[Data extracted from a collection]
*** Begin section ***

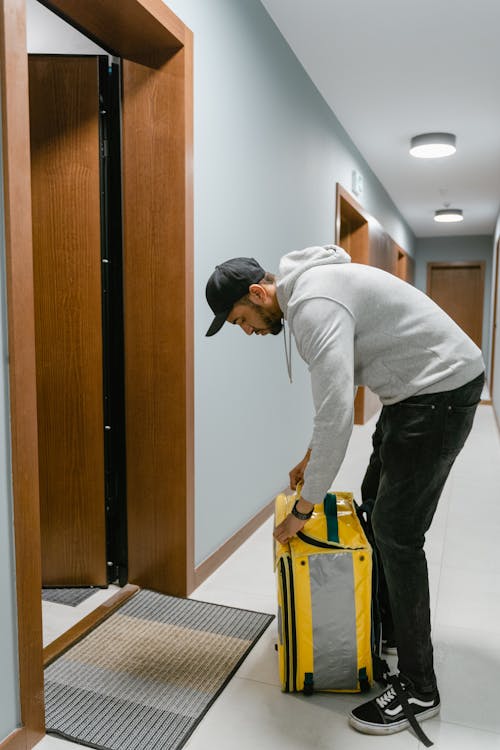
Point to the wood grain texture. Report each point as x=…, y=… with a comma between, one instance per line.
x=22, y=377
x=158, y=310
x=65, y=186
x=145, y=31
x=458, y=288
x=107, y=23
x=84, y=626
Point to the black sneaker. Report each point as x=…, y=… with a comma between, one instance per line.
x=395, y=709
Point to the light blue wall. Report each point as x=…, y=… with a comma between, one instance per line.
x=9, y=682
x=267, y=155
x=444, y=249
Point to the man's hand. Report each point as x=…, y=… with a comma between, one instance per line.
x=288, y=528
x=297, y=473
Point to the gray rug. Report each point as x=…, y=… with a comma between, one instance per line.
x=71, y=597
x=146, y=676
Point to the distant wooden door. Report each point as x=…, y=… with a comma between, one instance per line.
x=353, y=234
x=459, y=289
x=64, y=131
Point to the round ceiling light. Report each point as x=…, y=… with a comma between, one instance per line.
x=433, y=145
x=448, y=215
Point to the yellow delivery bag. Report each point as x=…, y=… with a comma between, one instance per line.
x=324, y=579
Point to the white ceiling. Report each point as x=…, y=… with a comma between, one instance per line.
x=390, y=69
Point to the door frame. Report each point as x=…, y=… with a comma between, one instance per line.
x=494, y=320
x=148, y=33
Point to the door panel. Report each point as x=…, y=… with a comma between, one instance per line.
x=459, y=289
x=64, y=130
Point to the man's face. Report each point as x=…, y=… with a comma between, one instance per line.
x=253, y=318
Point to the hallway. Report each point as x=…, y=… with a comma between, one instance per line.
x=465, y=598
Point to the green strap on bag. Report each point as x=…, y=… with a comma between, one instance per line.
x=332, y=523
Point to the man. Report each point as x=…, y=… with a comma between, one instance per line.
x=357, y=325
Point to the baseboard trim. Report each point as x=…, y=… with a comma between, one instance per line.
x=215, y=560
x=497, y=418
x=86, y=624
x=15, y=741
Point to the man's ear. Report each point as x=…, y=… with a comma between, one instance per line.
x=257, y=293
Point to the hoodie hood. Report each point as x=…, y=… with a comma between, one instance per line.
x=297, y=262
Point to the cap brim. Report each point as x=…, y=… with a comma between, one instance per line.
x=217, y=323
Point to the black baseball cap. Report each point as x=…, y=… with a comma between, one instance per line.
x=229, y=283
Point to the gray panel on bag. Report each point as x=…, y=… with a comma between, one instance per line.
x=334, y=621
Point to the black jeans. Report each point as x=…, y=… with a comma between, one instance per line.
x=415, y=444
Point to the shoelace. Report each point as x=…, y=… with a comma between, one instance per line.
x=386, y=698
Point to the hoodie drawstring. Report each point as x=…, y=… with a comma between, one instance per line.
x=288, y=350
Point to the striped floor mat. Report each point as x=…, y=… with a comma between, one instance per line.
x=146, y=676
x=70, y=597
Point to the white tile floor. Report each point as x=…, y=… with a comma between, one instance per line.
x=464, y=572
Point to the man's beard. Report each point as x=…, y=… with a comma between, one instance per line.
x=270, y=321
x=274, y=323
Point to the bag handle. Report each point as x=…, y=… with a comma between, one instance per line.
x=330, y=510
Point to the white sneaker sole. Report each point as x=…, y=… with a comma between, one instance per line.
x=396, y=726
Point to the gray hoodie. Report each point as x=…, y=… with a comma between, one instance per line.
x=358, y=325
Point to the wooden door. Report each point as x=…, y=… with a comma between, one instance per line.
x=459, y=289
x=64, y=134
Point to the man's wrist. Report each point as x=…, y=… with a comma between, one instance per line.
x=304, y=506
x=303, y=513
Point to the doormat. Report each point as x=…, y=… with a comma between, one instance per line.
x=71, y=597
x=147, y=675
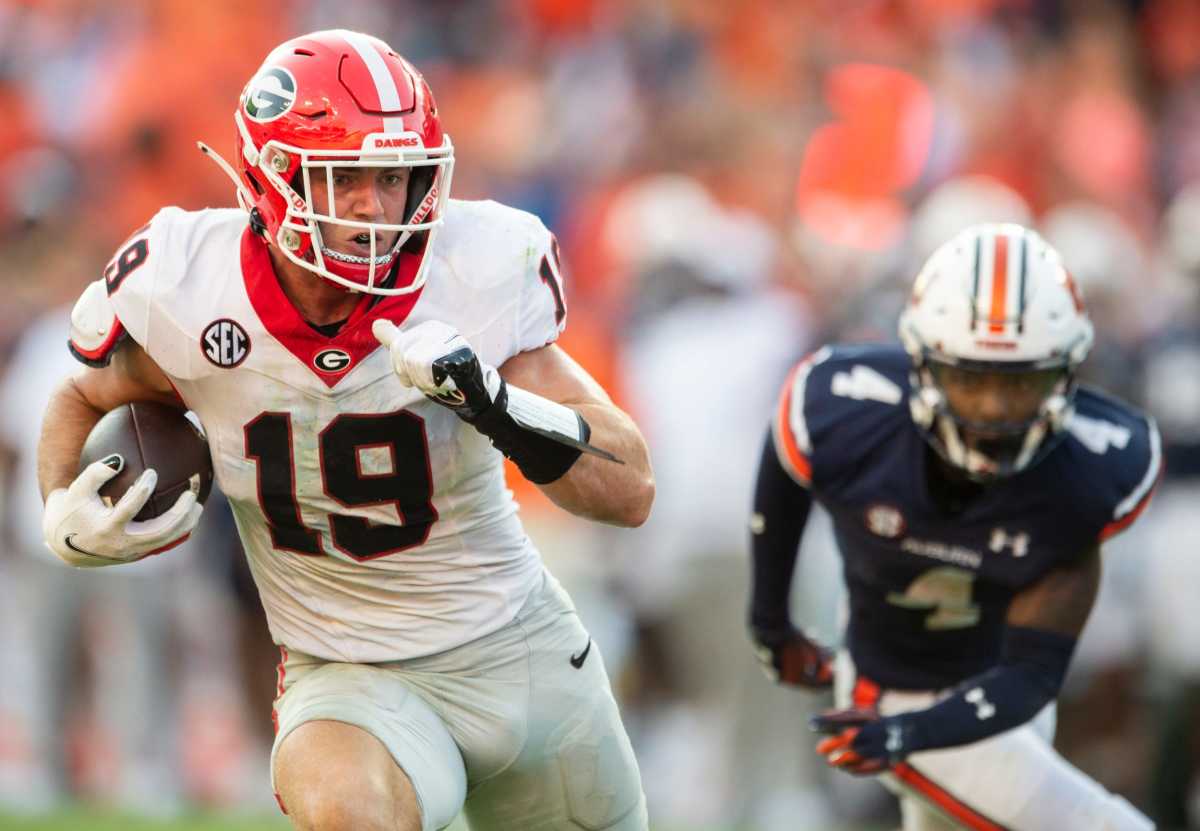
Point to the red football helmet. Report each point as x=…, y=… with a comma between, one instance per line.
x=333, y=100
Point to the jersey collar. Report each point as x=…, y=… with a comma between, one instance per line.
x=285, y=323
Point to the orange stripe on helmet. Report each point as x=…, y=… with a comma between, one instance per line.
x=931, y=791
x=999, y=286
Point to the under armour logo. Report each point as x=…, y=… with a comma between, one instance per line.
x=1002, y=539
x=984, y=709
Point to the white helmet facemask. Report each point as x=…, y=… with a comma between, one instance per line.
x=994, y=300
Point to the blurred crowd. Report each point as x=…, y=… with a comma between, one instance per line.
x=732, y=181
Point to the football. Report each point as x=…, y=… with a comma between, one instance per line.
x=148, y=435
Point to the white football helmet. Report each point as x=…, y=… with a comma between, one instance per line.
x=996, y=298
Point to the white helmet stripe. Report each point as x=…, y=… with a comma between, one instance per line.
x=1156, y=459
x=385, y=85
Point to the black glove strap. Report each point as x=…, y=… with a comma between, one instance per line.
x=540, y=460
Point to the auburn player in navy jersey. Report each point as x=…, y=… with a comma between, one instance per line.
x=971, y=484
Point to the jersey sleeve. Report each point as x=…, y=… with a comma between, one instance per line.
x=838, y=406
x=790, y=425
x=1138, y=474
x=543, y=311
x=138, y=297
x=95, y=329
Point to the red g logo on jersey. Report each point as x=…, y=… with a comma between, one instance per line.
x=331, y=360
x=225, y=344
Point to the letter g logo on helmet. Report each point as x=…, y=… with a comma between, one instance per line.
x=270, y=94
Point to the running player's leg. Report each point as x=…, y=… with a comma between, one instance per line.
x=359, y=749
x=1013, y=781
x=576, y=769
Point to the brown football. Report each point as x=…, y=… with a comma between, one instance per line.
x=150, y=435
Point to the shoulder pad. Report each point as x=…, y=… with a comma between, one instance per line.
x=95, y=328
x=544, y=305
x=834, y=401
x=1119, y=450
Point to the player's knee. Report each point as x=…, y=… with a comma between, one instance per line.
x=336, y=777
x=329, y=806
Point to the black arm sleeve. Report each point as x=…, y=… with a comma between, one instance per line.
x=780, y=509
x=1027, y=677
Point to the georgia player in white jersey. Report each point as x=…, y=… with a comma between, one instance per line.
x=426, y=652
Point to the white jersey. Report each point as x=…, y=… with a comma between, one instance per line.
x=377, y=524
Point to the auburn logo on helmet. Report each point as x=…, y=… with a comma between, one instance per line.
x=270, y=94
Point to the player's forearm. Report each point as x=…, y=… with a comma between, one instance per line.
x=1027, y=679
x=69, y=419
x=603, y=490
x=780, y=510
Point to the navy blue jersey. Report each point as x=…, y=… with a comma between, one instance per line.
x=929, y=590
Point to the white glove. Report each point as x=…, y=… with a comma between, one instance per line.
x=84, y=531
x=414, y=353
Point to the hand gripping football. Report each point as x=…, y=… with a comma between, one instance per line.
x=143, y=435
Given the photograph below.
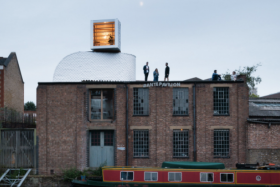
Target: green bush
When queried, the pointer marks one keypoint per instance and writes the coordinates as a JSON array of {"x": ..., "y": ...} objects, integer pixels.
[{"x": 71, "y": 174}]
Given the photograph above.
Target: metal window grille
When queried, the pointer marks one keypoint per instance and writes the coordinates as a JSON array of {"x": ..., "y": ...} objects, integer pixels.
[
  {"x": 221, "y": 143},
  {"x": 180, "y": 143},
  {"x": 180, "y": 101},
  {"x": 221, "y": 101},
  {"x": 95, "y": 138},
  {"x": 141, "y": 101},
  {"x": 108, "y": 138},
  {"x": 141, "y": 143},
  {"x": 174, "y": 176}
]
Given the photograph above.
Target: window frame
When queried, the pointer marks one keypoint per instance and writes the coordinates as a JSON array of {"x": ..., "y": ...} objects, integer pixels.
[
  {"x": 214, "y": 153},
  {"x": 187, "y": 97},
  {"x": 148, "y": 143},
  {"x": 151, "y": 175},
  {"x": 207, "y": 176},
  {"x": 227, "y": 177},
  {"x": 218, "y": 94},
  {"x": 177, "y": 130},
  {"x": 126, "y": 172},
  {"x": 89, "y": 105},
  {"x": 174, "y": 177},
  {"x": 147, "y": 100}
]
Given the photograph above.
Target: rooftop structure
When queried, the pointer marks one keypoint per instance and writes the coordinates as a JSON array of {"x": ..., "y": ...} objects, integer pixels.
[{"x": 105, "y": 35}]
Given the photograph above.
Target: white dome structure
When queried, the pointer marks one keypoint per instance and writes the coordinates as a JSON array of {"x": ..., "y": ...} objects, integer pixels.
[{"x": 96, "y": 66}]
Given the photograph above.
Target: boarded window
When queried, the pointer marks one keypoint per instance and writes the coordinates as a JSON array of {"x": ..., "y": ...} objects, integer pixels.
[
  {"x": 95, "y": 138},
  {"x": 206, "y": 177},
  {"x": 126, "y": 175},
  {"x": 180, "y": 101},
  {"x": 221, "y": 143},
  {"x": 180, "y": 143},
  {"x": 101, "y": 104},
  {"x": 140, "y": 101},
  {"x": 141, "y": 143},
  {"x": 108, "y": 138},
  {"x": 174, "y": 176},
  {"x": 221, "y": 101}
]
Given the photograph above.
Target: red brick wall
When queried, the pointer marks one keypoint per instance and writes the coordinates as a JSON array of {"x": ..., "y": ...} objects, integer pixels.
[
  {"x": 62, "y": 125},
  {"x": 263, "y": 143},
  {"x": 2, "y": 88}
]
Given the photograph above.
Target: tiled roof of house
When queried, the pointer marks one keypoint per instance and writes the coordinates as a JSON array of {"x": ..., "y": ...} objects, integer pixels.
[
  {"x": 264, "y": 107},
  {"x": 5, "y": 61},
  {"x": 194, "y": 79}
]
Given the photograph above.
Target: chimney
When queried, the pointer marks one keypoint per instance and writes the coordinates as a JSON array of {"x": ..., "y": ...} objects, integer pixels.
[{"x": 243, "y": 77}]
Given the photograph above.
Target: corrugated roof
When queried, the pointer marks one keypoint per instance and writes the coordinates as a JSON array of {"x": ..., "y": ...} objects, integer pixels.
[{"x": 264, "y": 107}]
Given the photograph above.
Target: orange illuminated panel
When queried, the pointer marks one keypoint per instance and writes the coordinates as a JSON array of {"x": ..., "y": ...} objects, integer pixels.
[{"x": 104, "y": 33}]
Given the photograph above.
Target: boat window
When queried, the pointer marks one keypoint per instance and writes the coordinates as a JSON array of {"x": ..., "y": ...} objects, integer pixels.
[
  {"x": 151, "y": 176},
  {"x": 206, "y": 177},
  {"x": 226, "y": 177},
  {"x": 174, "y": 176},
  {"x": 126, "y": 175}
]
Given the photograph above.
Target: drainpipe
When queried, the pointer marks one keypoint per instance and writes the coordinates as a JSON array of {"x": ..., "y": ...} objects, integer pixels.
[
  {"x": 126, "y": 121},
  {"x": 194, "y": 125}
]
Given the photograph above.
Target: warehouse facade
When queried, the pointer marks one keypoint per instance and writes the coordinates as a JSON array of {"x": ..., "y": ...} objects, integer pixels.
[{"x": 88, "y": 124}]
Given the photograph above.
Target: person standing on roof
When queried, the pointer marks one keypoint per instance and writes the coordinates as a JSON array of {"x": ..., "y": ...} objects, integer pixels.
[
  {"x": 146, "y": 71},
  {"x": 167, "y": 71}
]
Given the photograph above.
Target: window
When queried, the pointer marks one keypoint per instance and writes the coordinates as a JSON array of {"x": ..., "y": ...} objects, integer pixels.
[
  {"x": 141, "y": 143},
  {"x": 150, "y": 176},
  {"x": 221, "y": 143},
  {"x": 206, "y": 177},
  {"x": 174, "y": 176},
  {"x": 101, "y": 104},
  {"x": 180, "y": 101},
  {"x": 126, "y": 175},
  {"x": 95, "y": 138},
  {"x": 108, "y": 138},
  {"x": 226, "y": 177},
  {"x": 221, "y": 101},
  {"x": 180, "y": 143},
  {"x": 140, "y": 101},
  {"x": 104, "y": 33}
]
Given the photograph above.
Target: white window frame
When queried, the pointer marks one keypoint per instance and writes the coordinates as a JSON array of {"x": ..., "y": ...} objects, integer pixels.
[
  {"x": 127, "y": 172},
  {"x": 151, "y": 176},
  {"x": 207, "y": 176},
  {"x": 227, "y": 181},
  {"x": 174, "y": 177}
]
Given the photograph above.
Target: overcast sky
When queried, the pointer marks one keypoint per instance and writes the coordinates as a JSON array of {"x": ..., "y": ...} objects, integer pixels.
[{"x": 194, "y": 36}]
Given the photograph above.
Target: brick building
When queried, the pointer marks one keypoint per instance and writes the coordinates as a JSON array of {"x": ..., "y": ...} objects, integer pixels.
[
  {"x": 263, "y": 131},
  {"x": 11, "y": 83},
  {"x": 85, "y": 124}
]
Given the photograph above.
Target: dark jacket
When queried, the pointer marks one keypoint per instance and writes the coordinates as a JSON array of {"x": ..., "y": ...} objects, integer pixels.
[
  {"x": 167, "y": 70},
  {"x": 144, "y": 68}
]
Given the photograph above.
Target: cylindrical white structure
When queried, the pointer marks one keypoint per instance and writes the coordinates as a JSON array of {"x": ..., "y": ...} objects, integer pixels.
[{"x": 96, "y": 66}]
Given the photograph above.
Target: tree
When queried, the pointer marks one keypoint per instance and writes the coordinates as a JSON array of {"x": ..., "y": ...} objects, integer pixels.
[
  {"x": 248, "y": 71},
  {"x": 29, "y": 106}
]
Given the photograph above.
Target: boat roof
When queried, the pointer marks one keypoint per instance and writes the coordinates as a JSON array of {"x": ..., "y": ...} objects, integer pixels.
[{"x": 193, "y": 165}]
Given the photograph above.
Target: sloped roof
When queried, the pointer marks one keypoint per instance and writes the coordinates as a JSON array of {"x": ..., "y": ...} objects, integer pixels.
[
  {"x": 194, "y": 79},
  {"x": 264, "y": 107}
]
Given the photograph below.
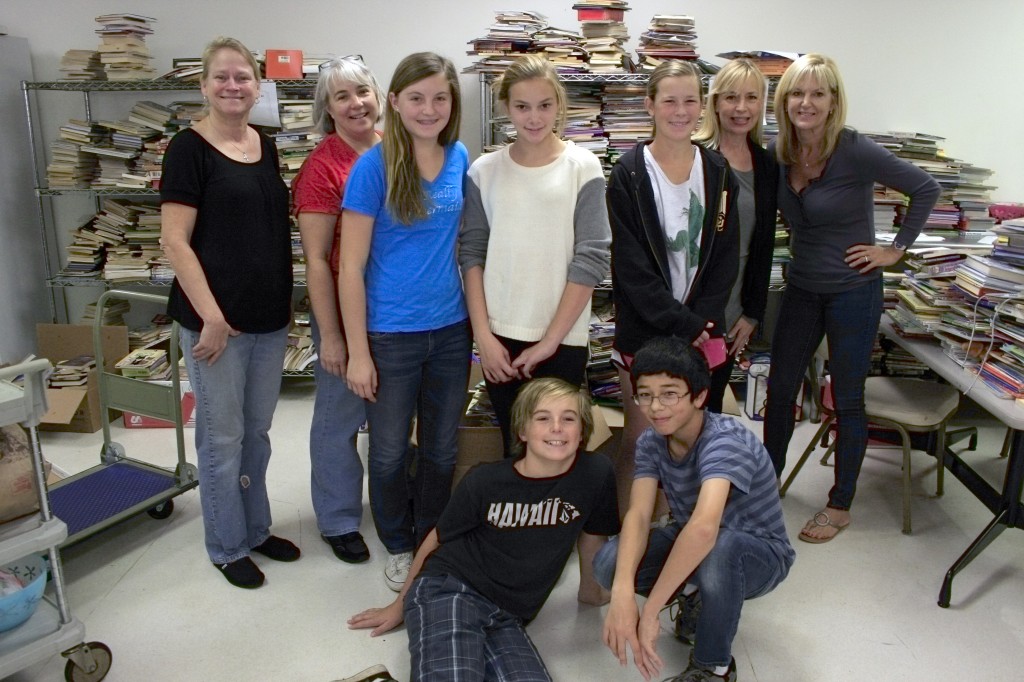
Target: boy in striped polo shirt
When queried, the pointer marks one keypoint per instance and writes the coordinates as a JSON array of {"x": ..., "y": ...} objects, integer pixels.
[{"x": 726, "y": 541}]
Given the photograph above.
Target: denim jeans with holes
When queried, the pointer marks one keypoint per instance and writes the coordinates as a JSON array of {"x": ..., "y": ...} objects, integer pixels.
[
  {"x": 336, "y": 475},
  {"x": 740, "y": 566},
  {"x": 850, "y": 318},
  {"x": 422, "y": 374},
  {"x": 235, "y": 401}
]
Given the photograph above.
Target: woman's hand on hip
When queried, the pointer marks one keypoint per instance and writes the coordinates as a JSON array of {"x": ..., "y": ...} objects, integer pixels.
[{"x": 865, "y": 257}]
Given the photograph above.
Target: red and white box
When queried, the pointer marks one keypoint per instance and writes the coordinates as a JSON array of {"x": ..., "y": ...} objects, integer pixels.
[{"x": 136, "y": 421}]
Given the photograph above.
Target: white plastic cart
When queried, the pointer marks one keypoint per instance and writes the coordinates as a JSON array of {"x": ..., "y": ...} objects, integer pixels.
[{"x": 51, "y": 629}]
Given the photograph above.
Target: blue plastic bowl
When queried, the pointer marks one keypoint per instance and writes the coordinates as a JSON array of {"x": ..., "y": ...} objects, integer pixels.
[{"x": 17, "y": 607}]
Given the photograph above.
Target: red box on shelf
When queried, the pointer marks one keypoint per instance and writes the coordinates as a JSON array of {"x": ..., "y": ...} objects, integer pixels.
[
  {"x": 284, "y": 65},
  {"x": 600, "y": 14}
]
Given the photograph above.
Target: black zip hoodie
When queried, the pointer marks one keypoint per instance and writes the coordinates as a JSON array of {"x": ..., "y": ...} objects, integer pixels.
[{"x": 645, "y": 306}]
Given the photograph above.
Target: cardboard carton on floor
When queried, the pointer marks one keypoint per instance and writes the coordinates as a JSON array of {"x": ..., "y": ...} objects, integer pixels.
[{"x": 77, "y": 408}]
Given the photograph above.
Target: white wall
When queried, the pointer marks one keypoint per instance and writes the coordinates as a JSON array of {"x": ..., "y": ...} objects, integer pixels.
[{"x": 945, "y": 67}]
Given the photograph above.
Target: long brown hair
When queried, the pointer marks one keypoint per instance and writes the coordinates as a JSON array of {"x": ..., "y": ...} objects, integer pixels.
[{"x": 406, "y": 198}]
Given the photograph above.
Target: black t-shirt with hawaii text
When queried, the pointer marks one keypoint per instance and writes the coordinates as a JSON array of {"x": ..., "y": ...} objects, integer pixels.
[{"x": 509, "y": 537}]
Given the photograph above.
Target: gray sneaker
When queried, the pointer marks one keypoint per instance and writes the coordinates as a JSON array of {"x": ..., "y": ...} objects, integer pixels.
[
  {"x": 696, "y": 673},
  {"x": 687, "y": 610},
  {"x": 372, "y": 674}
]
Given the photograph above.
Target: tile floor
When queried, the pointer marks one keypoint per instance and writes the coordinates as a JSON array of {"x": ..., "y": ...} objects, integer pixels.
[{"x": 862, "y": 607}]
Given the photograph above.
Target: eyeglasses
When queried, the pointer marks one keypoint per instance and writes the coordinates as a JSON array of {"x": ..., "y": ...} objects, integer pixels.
[
  {"x": 350, "y": 57},
  {"x": 667, "y": 399}
]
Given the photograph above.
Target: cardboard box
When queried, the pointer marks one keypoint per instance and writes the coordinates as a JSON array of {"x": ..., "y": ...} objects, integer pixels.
[
  {"x": 77, "y": 408},
  {"x": 284, "y": 65},
  {"x": 136, "y": 421}
]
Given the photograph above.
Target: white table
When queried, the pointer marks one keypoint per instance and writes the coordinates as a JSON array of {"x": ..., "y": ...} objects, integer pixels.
[{"x": 1005, "y": 504}]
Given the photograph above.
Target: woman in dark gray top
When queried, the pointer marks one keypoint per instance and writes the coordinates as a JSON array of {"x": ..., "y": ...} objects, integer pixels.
[
  {"x": 737, "y": 98},
  {"x": 826, "y": 179}
]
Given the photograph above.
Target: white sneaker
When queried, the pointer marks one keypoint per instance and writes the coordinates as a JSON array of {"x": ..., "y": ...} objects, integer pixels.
[{"x": 396, "y": 569}]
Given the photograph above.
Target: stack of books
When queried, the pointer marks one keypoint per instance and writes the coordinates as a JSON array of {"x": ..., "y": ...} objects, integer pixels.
[
  {"x": 300, "y": 353},
  {"x": 82, "y": 66},
  {"x": 604, "y": 34},
  {"x": 71, "y": 167},
  {"x": 668, "y": 37},
  {"x": 72, "y": 372},
  {"x": 150, "y": 335},
  {"x": 123, "y": 51},
  {"x": 510, "y": 35},
  {"x": 184, "y": 69},
  {"x": 114, "y": 312},
  {"x": 625, "y": 119},
  {"x": 146, "y": 364},
  {"x": 561, "y": 47}
]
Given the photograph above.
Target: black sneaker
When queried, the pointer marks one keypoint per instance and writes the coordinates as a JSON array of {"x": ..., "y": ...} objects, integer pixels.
[
  {"x": 685, "y": 619},
  {"x": 279, "y": 549},
  {"x": 242, "y": 572},
  {"x": 350, "y": 547},
  {"x": 372, "y": 674},
  {"x": 697, "y": 673}
]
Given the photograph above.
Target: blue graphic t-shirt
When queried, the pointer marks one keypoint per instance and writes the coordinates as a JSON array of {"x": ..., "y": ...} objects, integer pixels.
[{"x": 412, "y": 275}]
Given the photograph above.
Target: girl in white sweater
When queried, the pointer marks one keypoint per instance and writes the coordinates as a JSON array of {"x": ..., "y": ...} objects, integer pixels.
[{"x": 534, "y": 242}]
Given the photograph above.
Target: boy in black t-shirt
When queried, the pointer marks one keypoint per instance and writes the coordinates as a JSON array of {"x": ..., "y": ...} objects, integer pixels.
[{"x": 484, "y": 571}]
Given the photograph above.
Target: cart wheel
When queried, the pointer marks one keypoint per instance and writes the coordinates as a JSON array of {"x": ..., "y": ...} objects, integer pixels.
[
  {"x": 101, "y": 656},
  {"x": 163, "y": 510},
  {"x": 112, "y": 452}
]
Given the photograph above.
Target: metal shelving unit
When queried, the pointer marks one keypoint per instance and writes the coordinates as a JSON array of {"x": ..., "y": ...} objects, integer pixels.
[{"x": 55, "y": 284}]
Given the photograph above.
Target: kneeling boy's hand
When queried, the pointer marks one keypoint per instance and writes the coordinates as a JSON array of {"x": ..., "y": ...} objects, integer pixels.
[{"x": 381, "y": 620}]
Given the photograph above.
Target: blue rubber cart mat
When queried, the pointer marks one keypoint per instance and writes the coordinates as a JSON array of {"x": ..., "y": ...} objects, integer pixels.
[{"x": 105, "y": 493}]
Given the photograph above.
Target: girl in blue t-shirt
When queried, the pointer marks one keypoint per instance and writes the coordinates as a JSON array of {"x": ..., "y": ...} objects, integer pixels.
[{"x": 401, "y": 301}]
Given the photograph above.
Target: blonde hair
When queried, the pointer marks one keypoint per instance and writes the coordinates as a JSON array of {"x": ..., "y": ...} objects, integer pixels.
[
  {"x": 529, "y": 397},
  {"x": 406, "y": 198},
  {"x": 531, "y": 67},
  {"x": 224, "y": 43},
  {"x": 672, "y": 69},
  {"x": 825, "y": 73},
  {"x": 336, "y": 71},
  {"x": 731, "y": 77}
]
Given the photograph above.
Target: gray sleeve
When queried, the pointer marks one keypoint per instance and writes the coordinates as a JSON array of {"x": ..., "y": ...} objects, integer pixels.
[
  {"x": 593, "y": 236},
  {"x": 475, "y": 230},
  {"x": 888, "y": 169}
]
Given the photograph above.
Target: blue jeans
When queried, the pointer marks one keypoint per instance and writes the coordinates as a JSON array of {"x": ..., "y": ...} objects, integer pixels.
[
  {"x": 336, "y": 476},
  {"x": 235, "y": 401},
  {"x": 458, "y": 635},
  {"x": 423, "y": 374},
  {"x": 850, "y": 318},
  {"x": 739, "y": 566}
]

*** End section ***

WHAT THE TASK REQUIRES: Each line above that carries the string "hair" has to be returned.

TASK SOLUTION:
Target: long brown hair
Target: blonde hair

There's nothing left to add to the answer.